--- START OF Dataset excerpts ---
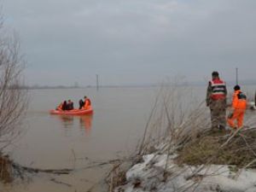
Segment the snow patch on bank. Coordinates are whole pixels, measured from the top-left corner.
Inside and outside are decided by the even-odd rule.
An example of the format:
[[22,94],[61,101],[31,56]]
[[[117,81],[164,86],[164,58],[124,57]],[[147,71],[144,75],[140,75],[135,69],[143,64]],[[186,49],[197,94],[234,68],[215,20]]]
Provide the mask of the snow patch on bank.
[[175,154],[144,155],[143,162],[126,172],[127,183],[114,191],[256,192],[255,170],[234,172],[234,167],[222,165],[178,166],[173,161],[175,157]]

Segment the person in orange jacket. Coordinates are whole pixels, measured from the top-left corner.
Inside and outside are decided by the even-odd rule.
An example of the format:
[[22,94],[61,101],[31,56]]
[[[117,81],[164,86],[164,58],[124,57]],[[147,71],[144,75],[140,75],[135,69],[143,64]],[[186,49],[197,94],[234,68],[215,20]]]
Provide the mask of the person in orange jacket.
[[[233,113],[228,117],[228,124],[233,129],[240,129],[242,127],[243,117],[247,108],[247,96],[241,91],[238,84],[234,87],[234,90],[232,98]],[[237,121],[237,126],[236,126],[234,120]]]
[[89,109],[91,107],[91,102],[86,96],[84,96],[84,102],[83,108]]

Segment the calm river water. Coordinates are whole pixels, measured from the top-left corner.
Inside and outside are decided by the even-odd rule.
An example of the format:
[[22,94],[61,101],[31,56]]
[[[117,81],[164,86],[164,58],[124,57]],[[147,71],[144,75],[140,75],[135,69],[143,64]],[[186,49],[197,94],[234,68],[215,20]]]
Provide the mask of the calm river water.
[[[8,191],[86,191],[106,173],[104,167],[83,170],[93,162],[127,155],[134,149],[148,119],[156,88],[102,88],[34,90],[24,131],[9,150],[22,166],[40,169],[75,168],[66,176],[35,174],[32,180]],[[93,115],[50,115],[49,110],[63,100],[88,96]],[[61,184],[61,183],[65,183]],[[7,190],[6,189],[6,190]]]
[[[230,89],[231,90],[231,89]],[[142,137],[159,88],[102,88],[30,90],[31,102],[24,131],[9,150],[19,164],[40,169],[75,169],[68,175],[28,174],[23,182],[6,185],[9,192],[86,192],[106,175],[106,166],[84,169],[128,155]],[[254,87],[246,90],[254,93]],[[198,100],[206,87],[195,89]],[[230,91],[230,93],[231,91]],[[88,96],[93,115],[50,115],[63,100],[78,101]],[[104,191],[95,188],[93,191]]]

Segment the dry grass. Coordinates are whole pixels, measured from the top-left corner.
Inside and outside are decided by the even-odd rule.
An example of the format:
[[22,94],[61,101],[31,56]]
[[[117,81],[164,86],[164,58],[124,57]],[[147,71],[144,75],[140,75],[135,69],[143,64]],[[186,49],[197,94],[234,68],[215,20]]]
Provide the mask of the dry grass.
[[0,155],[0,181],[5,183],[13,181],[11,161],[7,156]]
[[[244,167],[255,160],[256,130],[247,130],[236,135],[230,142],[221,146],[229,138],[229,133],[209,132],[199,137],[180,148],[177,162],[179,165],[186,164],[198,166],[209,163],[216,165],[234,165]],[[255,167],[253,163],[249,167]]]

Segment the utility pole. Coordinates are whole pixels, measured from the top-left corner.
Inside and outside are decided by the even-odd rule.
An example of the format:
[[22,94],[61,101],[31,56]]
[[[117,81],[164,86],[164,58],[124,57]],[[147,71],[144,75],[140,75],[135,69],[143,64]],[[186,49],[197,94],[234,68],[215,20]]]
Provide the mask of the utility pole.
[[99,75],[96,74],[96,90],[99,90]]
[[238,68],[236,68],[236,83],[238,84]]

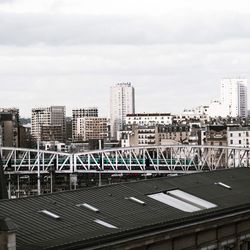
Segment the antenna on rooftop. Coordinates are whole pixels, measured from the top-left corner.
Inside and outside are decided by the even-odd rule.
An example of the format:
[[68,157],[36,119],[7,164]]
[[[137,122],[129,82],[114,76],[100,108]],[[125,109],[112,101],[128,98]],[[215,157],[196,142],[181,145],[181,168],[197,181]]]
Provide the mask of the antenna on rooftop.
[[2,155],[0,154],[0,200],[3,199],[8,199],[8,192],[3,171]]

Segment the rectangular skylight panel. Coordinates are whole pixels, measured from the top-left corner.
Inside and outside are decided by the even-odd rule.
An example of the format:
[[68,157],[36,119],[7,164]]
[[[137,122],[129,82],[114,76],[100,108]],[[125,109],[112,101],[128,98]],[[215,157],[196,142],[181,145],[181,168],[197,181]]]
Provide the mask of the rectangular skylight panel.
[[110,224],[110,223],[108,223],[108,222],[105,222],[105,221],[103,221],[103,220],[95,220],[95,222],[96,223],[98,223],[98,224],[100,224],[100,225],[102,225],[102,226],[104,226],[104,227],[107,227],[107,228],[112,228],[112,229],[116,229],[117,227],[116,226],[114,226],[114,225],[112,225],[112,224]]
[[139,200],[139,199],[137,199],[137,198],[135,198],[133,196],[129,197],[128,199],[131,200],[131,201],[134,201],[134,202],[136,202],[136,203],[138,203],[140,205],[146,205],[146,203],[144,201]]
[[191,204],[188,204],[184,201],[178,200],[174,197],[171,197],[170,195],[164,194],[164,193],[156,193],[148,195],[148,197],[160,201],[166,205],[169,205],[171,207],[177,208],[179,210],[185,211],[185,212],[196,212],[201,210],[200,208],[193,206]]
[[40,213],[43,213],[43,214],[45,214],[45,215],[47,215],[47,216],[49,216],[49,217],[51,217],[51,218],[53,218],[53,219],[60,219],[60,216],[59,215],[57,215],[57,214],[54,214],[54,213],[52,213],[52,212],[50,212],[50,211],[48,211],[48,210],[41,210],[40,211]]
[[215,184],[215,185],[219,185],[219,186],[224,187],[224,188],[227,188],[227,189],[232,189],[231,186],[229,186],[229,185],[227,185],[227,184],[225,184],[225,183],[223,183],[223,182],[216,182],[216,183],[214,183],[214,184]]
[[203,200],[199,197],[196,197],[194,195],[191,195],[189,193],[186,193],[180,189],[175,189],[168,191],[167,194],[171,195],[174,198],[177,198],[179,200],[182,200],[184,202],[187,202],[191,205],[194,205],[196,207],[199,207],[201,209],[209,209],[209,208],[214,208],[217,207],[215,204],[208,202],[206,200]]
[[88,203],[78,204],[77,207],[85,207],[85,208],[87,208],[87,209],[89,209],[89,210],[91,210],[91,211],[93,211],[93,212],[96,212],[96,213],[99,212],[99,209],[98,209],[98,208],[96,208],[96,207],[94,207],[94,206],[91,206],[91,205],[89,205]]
--- END OF Dataset excerpts ---
#### Task goal
Omitting all images, retype each line of the records precisely.

#### Output
Segment the snow patch on bank. Coordinates are whole pixels, measured from the top-left corner.
Inside and outside are decided by the even-odd rule.
An example of the format:
[[22,94],[61,101],[31,56]]
[[[117,81],[164,86],[164,58],[124,57]],[[147,71],[144,75],[140,75],[135,69],[143,64]],[[186,49],[197,94],[234,68],[215,20]]]
Provide the mask of the snow patch on bank.
[[175,154],[144,155],[143,162],[126,172],[127,183],[114,191],[256,192],[255,170],[234,172],[234,167],[222,165],[178,166],[173,161],[175,157]]

Segment the person in orange jacket. Coordinates are whole pixels, measured from the top-left corner.
Inside and outside are decided by the even-odd rule.
An example of the format:
[[22,94],[61,101],[31,56]]
[[[117,81],[164,86],[164,58],[124,57]],[[147,71],[144,75],[140,75],[135,69],[143,64]],[[186,49],[197,94],[234,68],[215,20]]]
Provide the mask of the person in orange jacket.
[[[233,113],[228,117],[228,124],[233,129],[240,129],[242,127],[243,117],[247,108],[247,96],[241,91],[238,84],[234,87],[234,90],[232,98]],[[237,121],[237,126],[236,126],[234,120]]]
[[89,109],[91,107],[91,102],[86,96],[84,96],[84,102],[83,108]]

Segment the calm river water. Coordinates are whole pixels, measured from the top-left corner.
Inside and outside are decided by the even-odd rule.
An example of the format:
[[22,94],[61,101],[31,56]]
[[[117,81],[164,86],[164,58],[124,57]],[[147,71],[144,75],[140,75],[135,69],[143,64]],[[186,49],[197,94],[234,68],[215,20]]]
Provide the mask of the calm river water.
[[[8,191],[86,191],[106,173],[104,167],[83,170],[93,162],[127,155],[134,149],[148,119],[156,88],[102,88],[34,90],[24,131],[9,150],[22,166],[40,169],[75,168],[66,176],[35,174],[32,180]],[[93,115],[50,115],[49,110],[63,100],[88,96]],[[61,184],[61,183],[65,183]],[[7,190],[6,189],[6,190]]]
[[[230,89],[231,90],[231,89]],[[142,137],[159,88],[102,88],[30,90],[31,102],[24,131],[9,150],[19,164],[40,169],[75,169],[68,175],[28,174],[23,182],[6,185],[9,192],[86,192],[106,175],[106,166],[84,169],[128,155]],[[254,87],[246,90],[254,93]],[[198,100],[206,87],[195,89]],[[230,91],[230,93],[231,91]],[[88,96],[93,115],[50,115],[63,100],[78,101]],[[104,191],[95,188],[93,191]]]

Segment the dry grass. Coordinates are whole pixels, measured from the top-left corner.
Inside and outside are decided by the even-odd rule.
An example of the format:
[[22,94],[61,101],[31,56]]
[[[117,81],[164,86],[164,58],[124,57]],[[147,71],[144,75],[140,75],[135,69],[143,64]],[[186,49],[197,94],[234,68],[215,20]]]
Provide the mask of the dry grass.
[[0,155],[0,181],[5,183],[13,181],[11,161],[7,156]]
[[[244,167],[255,160],[256,130],[247,130],[236,135],[230,142],[221,146],[229,138],[229,133],[209,132],[199,137],[180,148],[177,162],[179,165],[186,164],[198,166],[209,163],[216,165],[234,165]],[[255,167],[253,163],[249,167]]]

Segment the utility pole. Coordinates are whole pixels, measured from the top-left corner.
Inside and outside are decided by the even-odd rule.
An example of the format:
[[22,94],[61,101],[31,56]]
[[[117,81],[164,86],[164,58],[124,57]],[[147,71],[144,75],[140,75],[135,69],[143,64]],[[186,49],[197,94],[234,68],[215,20]]]
Provide the mask of the utility pole.
[[99,75],[96,74],[96,90],[99,90]]
[[238,68],[236,68],[236,83],[238,84]]

Segment the antenna on rooftop. Coordinates are whole pixels, measured from the top-left corner.
Inside and outside are decided by the even-odd rule.
An example of the format:
[[68,157],[36,119],[7,164]]
[[[137,122],[129,82],[114,76],[100,108]],[[125,109],[112,101],[128,98]],[[215,157],[196,142],[181,145],[181,168],[197,181]]]
Provide the mask of the antenna on rooftop.
[[2,155],[0,154],[0,200],[3,199],[8,199],[8,192],[3,171]]

Segment the rectangular skylight panel. Coordinates are whole pixels, measured from the top-left corner.
Inside and outside are decided by the even-odd rule.
An example of the format:
[[68,157],[36,119],[7,164]]
[[[137,122],[129,82],[114,76],[100,108]],[[125,109],[112,101],[128,98]],[[215,157],[196,142],[181,145],[181,168],[197,181]]]
Provide the mask of the rectangular skylight panel.
[[110,224],[110,223],[108,223],[108,222],[105,222],[105,221],[103,221],[103,220],[95,220],[95,222],[96,223],[98,223],[98,224],[100,224],[100,225],[102,225],[102,226],[104,226],[104,227],[107,227],[107,228],[112,228],[112,229],[116,229],[117,227],[116,226],[114,226],[114,225],[112,225],[112,224]]
[[139,200],[139,199],[137,199],[137,198],[135,198],[133,196],[129,197],[128,199],[131,200],[131,201],[134,201],[134,202],[136,202],[136,203],[138,203],[140,205],[146,205],[146,203],[144,201]]
[[191,204],[188,204],[184,201],[178,200],[174,197],[171,197],[170,195],[164,194],[164,193],[156,193],[148,195],[148,197],[160,201],[166,205],[169,205],[171,207],[177,208],[179,210],[185,211],[185,212],[196,212],[201,210],[200,208],[193,206]]
[[40,213],[43,213],[43,214],[45,214],[45,215],[47,215],[47,216],[49,216],[49,217],[51,217],[51,218],[53,218],[53,219],[60,219],[60,216],[59,215],[57,215],[57,214],[54,214],[54,213],[52,213],[52,212],[50,212],[50,211],[48,211],[48,210],[41,210],[40,211]]
[[215,184],[215,185],[219,185],[219,186],[224,187],[224,188],[227,188],[227,189],[232,189],[231,186],[229,186],[229,185],[227,185],[227,184],[225,184],[225,183],[223,183],[223,182],[216,182],[216,183],[214,183],[214,184]]
[[203,200],[199,197],[196,197],[194,195],[191,195],[189,193],[186,193],[180,189],[175,189],[168,191],[167,194],[171,195],[174,198],[177,198],[179,200],[182,200],[184,202],[187,202],[191,205],[194,205],[196,207],[199,207],[201,209],[209,209],[209,208],[214,208],[217,207],[215,204],[208,202],[206,200]]
[[88,203],[78,204],[77,207],[85,207],[85,208],[87,208],[87,209],[89,209],[89,210],[91,210],[91,211],[93,211],[93,212],[96,212],[96,213],[99,212],[99,209],[98,209],[98,208],[96,208],[96,207],[94,207],[94,206],[91,206],[91,205],[89,205]]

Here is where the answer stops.